Stored data entries
-- Opening Marker --
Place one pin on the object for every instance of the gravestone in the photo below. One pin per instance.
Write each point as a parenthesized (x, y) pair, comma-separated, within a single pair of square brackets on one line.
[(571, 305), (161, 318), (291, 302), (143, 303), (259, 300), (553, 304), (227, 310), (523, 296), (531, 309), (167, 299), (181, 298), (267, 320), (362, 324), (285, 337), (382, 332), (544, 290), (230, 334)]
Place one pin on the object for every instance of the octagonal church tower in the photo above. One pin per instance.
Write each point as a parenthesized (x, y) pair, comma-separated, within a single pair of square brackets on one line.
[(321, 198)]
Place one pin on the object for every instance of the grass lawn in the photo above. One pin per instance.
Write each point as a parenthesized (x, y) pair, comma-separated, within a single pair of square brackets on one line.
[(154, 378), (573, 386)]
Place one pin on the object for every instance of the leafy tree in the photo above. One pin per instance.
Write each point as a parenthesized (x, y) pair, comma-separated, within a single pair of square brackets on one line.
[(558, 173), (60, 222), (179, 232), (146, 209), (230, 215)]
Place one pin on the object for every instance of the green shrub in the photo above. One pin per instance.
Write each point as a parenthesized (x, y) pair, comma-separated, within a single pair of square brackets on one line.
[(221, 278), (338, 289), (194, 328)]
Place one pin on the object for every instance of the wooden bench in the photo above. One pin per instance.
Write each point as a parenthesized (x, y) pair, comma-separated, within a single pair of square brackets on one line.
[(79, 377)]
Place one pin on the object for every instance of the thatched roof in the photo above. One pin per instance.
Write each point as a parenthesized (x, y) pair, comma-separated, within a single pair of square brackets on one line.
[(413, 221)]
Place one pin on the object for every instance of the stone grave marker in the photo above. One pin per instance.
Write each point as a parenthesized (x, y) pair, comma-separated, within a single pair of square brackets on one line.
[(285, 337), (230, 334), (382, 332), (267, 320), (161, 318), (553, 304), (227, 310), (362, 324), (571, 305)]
-- Closing Marker --
**Problem**: Beginning at the line containing "of the stone", repeat each line exactly through the last line of the entries, and include no other lines.

**Response to this task**:
Place one pin on the object for every instance of the stone grave marker in the photo above. One pin per instance.
Write each point as a parenthesized (x, y) pair, comma-separated, within a single pair of square brackets on one line.
[(285, 337), (230, 334), (382, 332), (267, 320), (161, 318), (553, 304), (227, 310), (362, 324), (571, 305)]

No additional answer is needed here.